> **Extract provided**:
== Segment start ==

$200 million bid to keep Virgin flying to Mackay
A BAILOUT of Virgin could have direct cost savings for Mackay travellers as the State Government launches its campaign to keep the airline flying.
State Development minister Cameron Dick said it was imperative Australia had two airlines, to support tourism, jobs and regional investment.
"Airlines around the world are struggling," Mr Dick said.
"If we lose a big national carrier there is no guarantee that a new carrier will pick up where Virgin took off.
"Virgin benefits regional communities in our state. It benefits our tourism industry, which is in such a terrible state at the moment.
"But it will benefit the resources industry and it will benefit communities all up and down the Queensland coast, Rockhampton, Mackay, Townsville, Cairns, who all benefit from Virgin."
Travellers in areas with only one airline could be slapped with ticket prices between 20-25 per cent more expensive than areas with competition, Mr Dick said.
"We want to keep the air fair," he said.
"To have competition means prices are lower."
The loss of competition could impact the viability of many tourism businesses already smashed by the coronavirus crisis.
But Mr Dick said tourism would not be the only industry hurt, with freight and the resource sector also hit by increased travel costs.
Today, Mr Dick announced a $200 million national support package to help get Virgin get back in the skies, and he called on other states and the Federal Government to chip in.
"Queensland has given Australia both our national airlines. We won't let them go, or let thousands of families watch their jobs go, without a fight," he said.
"But we can't do it alone, and nor should we, because all parts of Australia benefit from two national airlines."
Mackay MP Julieanne Gilbert said it was time for the Federal Government to "stumped up some cash".
"I've been fighting from day one to keep Virgin flights," Mrs Gilbert said.
"(The) $200 million rescue package gives us a fighting chance to save Virgin, which is just so important for Mackay."
Mr Dick said the Queensland Government's support was conditional on Federal Government backing, Virgin restructuring its debt, shareholders and bond holders doing their bit, and the airline's headquarters remaining in Brisbane and ongoing regional flights.
The State Government is not the only party eyeing the struggling airline, with Chinese Government-owned airlines China Southern Airlines, China East Airlines and Air China reportedly considering an offer.
"We know other investors are looking at Virgin too," Mr Dick said.
"Our message to potential investors is that we are prepared to put money on the line to keep a national carrier based in Queensland."

== Segment end ==

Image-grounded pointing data
== Segment start ==

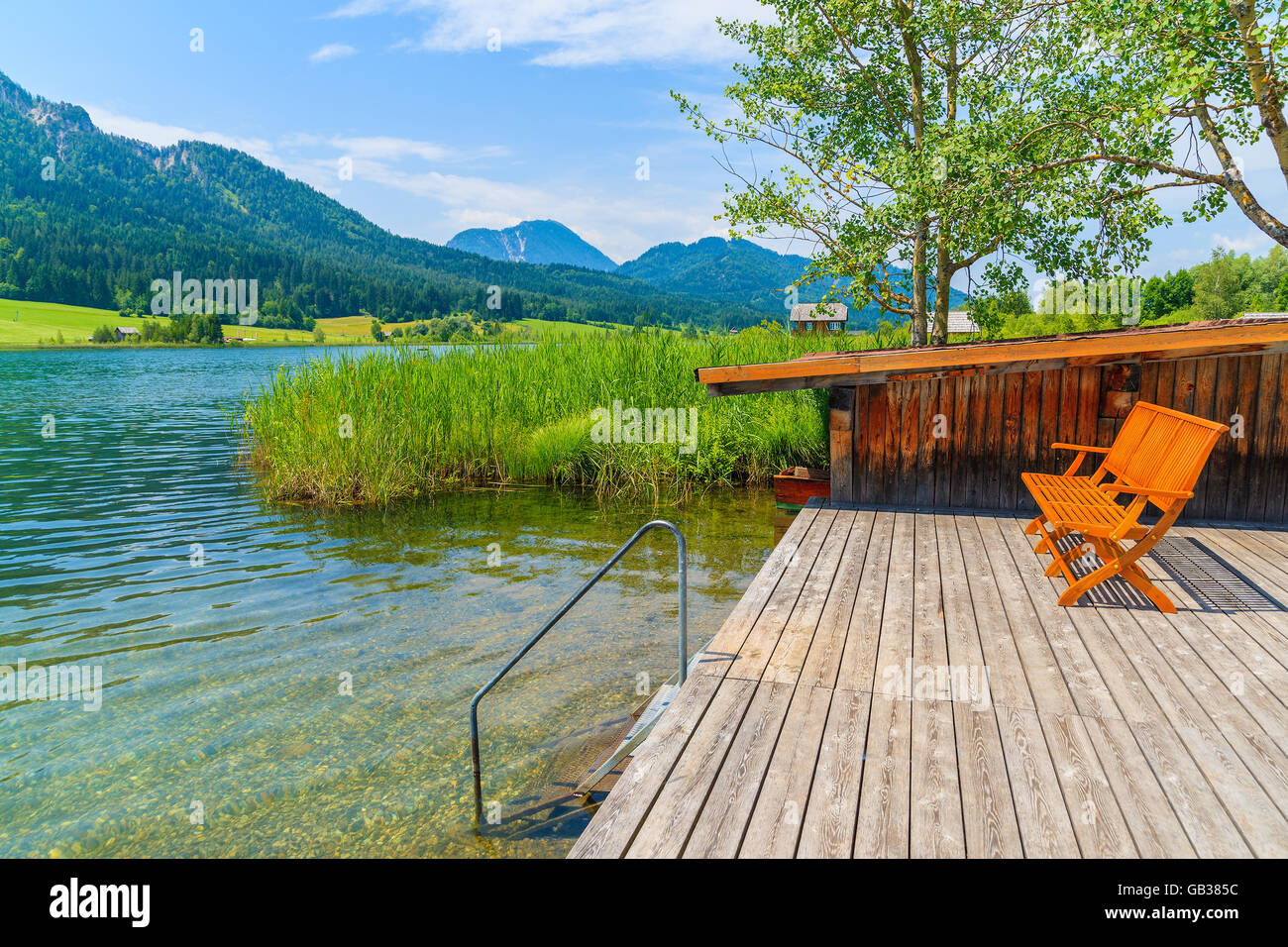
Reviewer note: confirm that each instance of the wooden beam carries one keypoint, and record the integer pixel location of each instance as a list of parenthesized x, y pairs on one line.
[(1160, 343), (840, 402)]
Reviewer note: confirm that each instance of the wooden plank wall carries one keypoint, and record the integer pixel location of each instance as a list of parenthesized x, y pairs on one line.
[(996, 425)]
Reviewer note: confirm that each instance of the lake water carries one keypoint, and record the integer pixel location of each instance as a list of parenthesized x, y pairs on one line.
[(228, 630)]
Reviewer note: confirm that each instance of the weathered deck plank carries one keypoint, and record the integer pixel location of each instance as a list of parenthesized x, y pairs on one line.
[(905, 684)]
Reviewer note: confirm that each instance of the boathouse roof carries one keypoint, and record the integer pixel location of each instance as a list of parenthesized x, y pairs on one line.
[(876, 367)]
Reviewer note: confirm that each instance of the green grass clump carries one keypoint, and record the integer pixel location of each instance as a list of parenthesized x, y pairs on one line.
[(394, 424)]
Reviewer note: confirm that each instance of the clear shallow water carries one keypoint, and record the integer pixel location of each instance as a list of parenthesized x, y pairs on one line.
[(222, 681)]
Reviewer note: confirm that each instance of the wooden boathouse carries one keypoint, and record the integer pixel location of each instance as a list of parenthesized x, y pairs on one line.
[(900, 680)]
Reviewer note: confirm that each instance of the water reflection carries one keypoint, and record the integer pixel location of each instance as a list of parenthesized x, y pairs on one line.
[(227, 630)]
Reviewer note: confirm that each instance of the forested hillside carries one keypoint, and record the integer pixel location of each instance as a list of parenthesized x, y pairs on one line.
[(91, 219)]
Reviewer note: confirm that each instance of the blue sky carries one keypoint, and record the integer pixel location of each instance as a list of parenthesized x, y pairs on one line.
[(442, 132)]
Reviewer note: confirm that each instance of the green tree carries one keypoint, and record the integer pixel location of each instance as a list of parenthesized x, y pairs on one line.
[(1177, 89), (911, 131), (1177, 291)]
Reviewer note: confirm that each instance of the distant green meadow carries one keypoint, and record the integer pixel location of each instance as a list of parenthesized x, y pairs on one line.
[(617, 412)]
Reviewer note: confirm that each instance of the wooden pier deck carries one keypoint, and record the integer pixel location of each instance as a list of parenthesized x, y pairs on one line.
[(841, 710)]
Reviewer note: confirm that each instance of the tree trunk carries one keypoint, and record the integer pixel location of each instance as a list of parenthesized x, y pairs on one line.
[(943, 286), (915, 84), (918, 287)]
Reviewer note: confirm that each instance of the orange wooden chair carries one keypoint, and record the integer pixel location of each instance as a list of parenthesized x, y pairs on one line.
[(1155, 459)]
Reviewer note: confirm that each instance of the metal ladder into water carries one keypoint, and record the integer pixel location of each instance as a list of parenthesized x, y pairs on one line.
[(656, 706)]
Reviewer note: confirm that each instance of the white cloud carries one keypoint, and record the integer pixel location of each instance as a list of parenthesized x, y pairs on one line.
[(575, 33), (331, 52), (1253, 243)]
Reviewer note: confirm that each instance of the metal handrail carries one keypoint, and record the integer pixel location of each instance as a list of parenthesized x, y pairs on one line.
[(682, 574)]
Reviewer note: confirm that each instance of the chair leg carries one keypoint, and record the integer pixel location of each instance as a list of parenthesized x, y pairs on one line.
[(1113, 556), (1132, 574), (1048, 539), (1061, 560), (1089, 581)]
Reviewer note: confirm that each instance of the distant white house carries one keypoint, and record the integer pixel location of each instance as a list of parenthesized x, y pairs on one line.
[(818, 317), (960, 322)]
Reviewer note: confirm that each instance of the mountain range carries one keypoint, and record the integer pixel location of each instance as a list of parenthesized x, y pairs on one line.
[(532, 241), (729, 270), (91, 219)]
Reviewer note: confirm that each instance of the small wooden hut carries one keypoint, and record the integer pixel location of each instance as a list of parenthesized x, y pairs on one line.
[(953, 425)]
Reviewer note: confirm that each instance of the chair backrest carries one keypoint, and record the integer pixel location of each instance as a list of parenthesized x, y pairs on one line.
[(1162, 447)]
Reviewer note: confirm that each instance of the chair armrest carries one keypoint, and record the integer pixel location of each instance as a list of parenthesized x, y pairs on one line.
[(1147, 491), (1085, 449)]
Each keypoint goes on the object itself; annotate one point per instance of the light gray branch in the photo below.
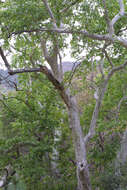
(117, 17)
(101, 93)
(106, 14)
(50, 13)
(4, 58)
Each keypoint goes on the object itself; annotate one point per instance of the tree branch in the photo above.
(117, 17)
(51, 78)
(4, 58)
(50, 13)
(85, 33)
(69, 6)
(101, 93)
(106, 15)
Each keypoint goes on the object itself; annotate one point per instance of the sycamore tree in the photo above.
(35, 33)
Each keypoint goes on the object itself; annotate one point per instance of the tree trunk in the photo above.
(80, 147)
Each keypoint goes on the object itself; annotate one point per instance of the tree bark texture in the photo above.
(80, 147)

== Segment end ==

> **Work request 1**: Please rewrite everything in the Virgin bailout article from "The loss of" down to "to chip in.", renaming "Mr Dick" as "Cameron Dick".
> **Work request 2**: Which airlines does the Virgin bailout article say are reportedly considering an offer for Virgin?
This listing was taken from a different source than the Virgin bailout article.

> **Reply 1**:
The loss of competition could impact the viability of many tourism businesses already smashed by the coronavirus crisis.
But Cameron Dick said tourism would not be the only industry hurt, with freight and the resource sector also hit by increased travel costs.
Today, Cameron Dick announced a $200 million national support package to help get Virgin get back in the skies, and he called on other states and the Federal Government to chip in.

> **Reply 2**: China Southern Airlines, China East Airlines and Air China